[Source records]

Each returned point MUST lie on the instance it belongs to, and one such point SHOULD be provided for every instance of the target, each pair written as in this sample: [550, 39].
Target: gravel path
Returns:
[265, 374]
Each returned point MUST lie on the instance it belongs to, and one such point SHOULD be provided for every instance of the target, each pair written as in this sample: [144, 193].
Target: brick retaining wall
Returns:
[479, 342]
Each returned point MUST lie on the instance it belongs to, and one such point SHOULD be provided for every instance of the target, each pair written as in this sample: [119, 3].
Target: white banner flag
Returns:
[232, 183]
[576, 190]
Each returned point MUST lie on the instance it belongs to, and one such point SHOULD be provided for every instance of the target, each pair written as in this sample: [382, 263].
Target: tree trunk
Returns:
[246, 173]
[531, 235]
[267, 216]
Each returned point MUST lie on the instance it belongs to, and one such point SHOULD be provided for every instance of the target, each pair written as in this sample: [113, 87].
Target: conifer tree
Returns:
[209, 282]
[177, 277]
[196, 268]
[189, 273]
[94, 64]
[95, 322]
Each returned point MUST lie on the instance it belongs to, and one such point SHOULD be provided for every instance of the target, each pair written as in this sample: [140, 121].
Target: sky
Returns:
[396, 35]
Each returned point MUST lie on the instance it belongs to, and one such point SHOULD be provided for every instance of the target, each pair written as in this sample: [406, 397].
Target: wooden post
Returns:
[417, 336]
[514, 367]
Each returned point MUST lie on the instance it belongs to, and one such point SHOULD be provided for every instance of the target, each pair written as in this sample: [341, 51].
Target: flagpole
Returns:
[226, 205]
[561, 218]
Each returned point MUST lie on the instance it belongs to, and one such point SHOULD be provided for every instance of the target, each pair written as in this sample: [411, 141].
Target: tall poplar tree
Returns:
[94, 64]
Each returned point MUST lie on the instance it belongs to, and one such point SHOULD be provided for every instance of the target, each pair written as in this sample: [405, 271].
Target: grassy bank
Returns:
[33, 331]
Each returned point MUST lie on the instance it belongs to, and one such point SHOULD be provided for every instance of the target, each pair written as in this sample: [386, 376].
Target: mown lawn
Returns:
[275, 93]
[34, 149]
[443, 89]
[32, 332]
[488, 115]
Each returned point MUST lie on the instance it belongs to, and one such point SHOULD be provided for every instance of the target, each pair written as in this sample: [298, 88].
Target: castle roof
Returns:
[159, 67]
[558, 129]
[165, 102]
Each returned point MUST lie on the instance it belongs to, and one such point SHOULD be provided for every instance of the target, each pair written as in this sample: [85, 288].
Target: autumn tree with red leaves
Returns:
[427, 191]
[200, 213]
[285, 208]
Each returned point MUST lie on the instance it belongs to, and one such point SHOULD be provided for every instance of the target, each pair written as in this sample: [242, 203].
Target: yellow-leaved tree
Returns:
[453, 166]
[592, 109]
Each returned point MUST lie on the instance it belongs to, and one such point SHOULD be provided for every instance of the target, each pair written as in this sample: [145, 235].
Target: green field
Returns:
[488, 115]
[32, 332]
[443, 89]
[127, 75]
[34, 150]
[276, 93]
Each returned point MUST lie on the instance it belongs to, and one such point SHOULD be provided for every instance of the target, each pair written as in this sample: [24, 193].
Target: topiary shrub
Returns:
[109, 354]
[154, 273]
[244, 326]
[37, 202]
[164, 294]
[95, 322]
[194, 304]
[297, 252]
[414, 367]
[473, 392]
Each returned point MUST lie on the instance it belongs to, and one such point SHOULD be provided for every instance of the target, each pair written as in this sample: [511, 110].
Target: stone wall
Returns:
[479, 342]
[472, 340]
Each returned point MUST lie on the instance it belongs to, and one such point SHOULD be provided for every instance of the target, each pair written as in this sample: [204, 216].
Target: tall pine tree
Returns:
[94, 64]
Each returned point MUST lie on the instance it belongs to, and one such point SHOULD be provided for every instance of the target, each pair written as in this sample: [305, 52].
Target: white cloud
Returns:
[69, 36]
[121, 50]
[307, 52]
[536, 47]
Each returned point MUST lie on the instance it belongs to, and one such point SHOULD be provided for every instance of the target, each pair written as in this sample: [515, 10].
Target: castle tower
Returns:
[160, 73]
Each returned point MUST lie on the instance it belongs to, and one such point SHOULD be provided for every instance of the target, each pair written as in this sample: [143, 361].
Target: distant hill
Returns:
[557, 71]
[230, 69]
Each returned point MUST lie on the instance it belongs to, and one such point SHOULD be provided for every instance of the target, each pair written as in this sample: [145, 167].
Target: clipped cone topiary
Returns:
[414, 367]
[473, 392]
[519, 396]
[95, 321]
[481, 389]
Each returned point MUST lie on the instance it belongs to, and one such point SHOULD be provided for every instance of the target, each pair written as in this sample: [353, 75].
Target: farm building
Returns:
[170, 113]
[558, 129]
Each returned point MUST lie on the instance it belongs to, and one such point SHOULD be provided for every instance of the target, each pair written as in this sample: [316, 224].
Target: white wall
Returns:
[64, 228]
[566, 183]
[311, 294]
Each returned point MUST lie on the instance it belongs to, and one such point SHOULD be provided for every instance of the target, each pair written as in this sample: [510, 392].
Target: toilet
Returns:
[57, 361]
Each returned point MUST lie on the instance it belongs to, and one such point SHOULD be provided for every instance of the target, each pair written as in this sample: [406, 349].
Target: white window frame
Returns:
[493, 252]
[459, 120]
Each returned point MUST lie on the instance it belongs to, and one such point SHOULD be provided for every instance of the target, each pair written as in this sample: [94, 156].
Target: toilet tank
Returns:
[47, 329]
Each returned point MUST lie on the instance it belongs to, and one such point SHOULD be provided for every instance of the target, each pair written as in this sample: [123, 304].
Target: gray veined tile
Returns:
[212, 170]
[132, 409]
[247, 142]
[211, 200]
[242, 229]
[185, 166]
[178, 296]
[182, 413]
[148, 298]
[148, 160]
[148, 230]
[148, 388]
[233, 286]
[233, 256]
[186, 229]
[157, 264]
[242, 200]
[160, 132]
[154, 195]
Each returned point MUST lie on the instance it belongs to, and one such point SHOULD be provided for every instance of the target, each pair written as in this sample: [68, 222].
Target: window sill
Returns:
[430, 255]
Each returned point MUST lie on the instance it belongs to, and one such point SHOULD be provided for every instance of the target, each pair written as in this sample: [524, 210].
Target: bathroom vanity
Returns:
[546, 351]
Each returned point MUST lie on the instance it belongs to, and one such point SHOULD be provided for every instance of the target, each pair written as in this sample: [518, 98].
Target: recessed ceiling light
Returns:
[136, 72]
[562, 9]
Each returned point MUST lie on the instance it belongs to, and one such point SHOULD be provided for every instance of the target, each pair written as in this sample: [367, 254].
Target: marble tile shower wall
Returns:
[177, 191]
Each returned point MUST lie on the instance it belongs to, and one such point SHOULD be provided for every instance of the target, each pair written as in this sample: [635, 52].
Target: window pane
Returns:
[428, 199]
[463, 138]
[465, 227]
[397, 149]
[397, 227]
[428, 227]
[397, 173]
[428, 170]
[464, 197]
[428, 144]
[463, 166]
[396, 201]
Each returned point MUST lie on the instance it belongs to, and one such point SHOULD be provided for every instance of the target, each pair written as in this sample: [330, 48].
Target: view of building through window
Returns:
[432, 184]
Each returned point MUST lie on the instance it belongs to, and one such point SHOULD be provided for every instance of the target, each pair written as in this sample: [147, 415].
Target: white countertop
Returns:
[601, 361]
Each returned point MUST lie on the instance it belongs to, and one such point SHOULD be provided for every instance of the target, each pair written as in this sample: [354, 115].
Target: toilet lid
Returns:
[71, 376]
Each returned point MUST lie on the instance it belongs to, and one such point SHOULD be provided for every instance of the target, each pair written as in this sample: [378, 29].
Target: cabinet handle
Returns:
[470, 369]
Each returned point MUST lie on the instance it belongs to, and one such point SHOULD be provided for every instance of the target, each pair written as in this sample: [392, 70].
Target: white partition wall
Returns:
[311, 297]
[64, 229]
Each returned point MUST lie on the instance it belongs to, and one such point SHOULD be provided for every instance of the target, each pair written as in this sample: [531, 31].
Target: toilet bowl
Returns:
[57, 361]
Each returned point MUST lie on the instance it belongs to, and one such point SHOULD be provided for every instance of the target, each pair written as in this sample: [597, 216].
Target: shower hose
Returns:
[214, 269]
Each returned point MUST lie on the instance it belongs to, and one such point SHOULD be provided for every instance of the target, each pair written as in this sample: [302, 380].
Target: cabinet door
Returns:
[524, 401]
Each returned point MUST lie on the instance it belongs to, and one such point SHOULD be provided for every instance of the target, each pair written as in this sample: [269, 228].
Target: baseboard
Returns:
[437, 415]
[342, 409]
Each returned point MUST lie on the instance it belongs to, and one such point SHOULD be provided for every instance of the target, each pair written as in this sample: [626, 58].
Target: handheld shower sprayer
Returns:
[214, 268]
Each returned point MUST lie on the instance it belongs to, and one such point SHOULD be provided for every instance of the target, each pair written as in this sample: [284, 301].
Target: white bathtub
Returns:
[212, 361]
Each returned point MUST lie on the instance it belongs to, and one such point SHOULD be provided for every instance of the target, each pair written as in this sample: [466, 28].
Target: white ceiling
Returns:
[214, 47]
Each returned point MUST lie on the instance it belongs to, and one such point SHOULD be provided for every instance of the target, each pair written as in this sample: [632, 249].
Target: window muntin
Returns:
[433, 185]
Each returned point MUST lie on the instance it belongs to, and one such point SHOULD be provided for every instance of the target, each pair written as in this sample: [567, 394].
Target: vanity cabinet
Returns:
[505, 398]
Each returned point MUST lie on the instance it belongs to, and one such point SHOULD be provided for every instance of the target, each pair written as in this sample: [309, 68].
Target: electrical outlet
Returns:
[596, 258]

#### REQUEST
Extract exactly the lines between the line containing "sample: [466, 28]." and the end of the data, including both.

#### FINAL RESULT
Each returned point MUST lie on the instance it belongs to, and one such point SHOULD be provided for every instance of the target, each pair written as in this sample: [466, 28].
Target: white ceiling
Returns:
[214, 47]
Each returned point MUST lie on the instance it belongs to, and one such point SHOULD be provided for every instance of the target, each pair written as in this sample: [632, 249].
Target: window muntin
Returns:
[433, 185]
Each returned point MUST lie on the instance it belongs to, and one such point SHOULD be provided for every instance of the target, each pair written as in this sample: [567, 394].
Target: vanity cabinet
Returns:
[505, 398]
Each returned point MUST lie on the instance it belongs to, and one such point SHOULD be provided for every instance of the target, each pair written as in this sample: [309, 68].
Target: electrical outlet
Returns:
[596, 258]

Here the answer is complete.